- Music: Richard Adler
- Lyrics: Will Holt
- Book: George Abbott
- Basis: Twelfth Night by William Shakespeare
- Productions: 1976 Seattle Repertory Theatre 1976 Broadway

= Music Is =

1976 musical by George Abbott, Richard Adler, and Will Holt

Music Is is a musical with a book by George Abbott, music by Richard Adler, and lyrics by Will Holt. It is the second musical adaptation of the William Shakespeare play Twelfth Night, following Your Own Thing in 1968.

==Overview==
The plot focuses on mistaken identity. Masquerading as a young page named Cesario, Viola enters the service of Duke Orsino, who is in love with Olivia. When she rejects his romantic advances, Orsino decides to use Cesario as an intermediary. Olivia, believing Cesario to be a man, falls in love with the attractive messenger. Viola, in turn, falls in love with the Duke, who also believes Cesario is a man and regards him as his confidant.

# [Directive]
Continue the article on the musical Music Is from the point where it stops.

# [Records provided]
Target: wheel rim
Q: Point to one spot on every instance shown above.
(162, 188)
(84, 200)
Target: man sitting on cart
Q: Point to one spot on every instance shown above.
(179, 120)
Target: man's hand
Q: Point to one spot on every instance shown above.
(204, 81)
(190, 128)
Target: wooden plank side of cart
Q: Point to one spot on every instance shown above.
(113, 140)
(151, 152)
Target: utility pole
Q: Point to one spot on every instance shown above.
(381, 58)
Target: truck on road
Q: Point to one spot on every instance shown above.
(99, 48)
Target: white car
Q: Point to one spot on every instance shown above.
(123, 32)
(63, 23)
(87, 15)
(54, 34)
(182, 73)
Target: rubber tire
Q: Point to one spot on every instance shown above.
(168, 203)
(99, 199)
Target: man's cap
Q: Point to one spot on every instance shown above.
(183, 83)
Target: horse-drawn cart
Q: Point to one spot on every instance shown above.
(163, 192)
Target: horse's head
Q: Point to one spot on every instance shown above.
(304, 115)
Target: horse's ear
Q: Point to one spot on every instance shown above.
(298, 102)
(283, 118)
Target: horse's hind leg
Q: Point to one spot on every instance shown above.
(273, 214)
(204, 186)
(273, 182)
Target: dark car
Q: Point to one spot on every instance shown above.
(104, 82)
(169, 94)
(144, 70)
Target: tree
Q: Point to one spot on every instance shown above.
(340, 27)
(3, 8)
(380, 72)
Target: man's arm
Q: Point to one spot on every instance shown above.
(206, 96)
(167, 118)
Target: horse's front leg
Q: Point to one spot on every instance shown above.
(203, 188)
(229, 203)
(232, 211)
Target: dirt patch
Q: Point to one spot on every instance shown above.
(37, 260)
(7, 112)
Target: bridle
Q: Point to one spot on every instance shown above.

# [Answer to the task]
==Productions==
The musical had its world premiere at the Seattle Repertory Theatre in 1976. The Broadway production, directed by Abbott and choreographed by Patricia Birch, opened at the St. James Theatre on December 20, 1976, following 14 previews and closed on December 26 after eight performances. The music was orchestrated by Hershy Kay, and Paul Gemignani served as musical director.

The cast included Catherine Cox as Viola, Christopher Hewett as Malvolio, Joel Higgins as Sebastian, David Holliday as Duke Orsino, Sherry Mathis as Olivia, Joe Ponazecki as Sir Andrew Aguecheek, David Sabin as Sir Toby Belch, Daniel Ben-Zali in the dual roles of William Shakespeare and Feste, and Dana Kyle as Court Lady.

Birch was nominated for the Tony Award for Best Choreography and the Drama Desk Award for Outstanding Choreography. Cox was nominated for the Drama Desk Award for Outstanding Actress in a Musical, and Hewitt and Ben-Zali were nominated for the Drama Desk Award for Outstanding Featured Actor in a Musical.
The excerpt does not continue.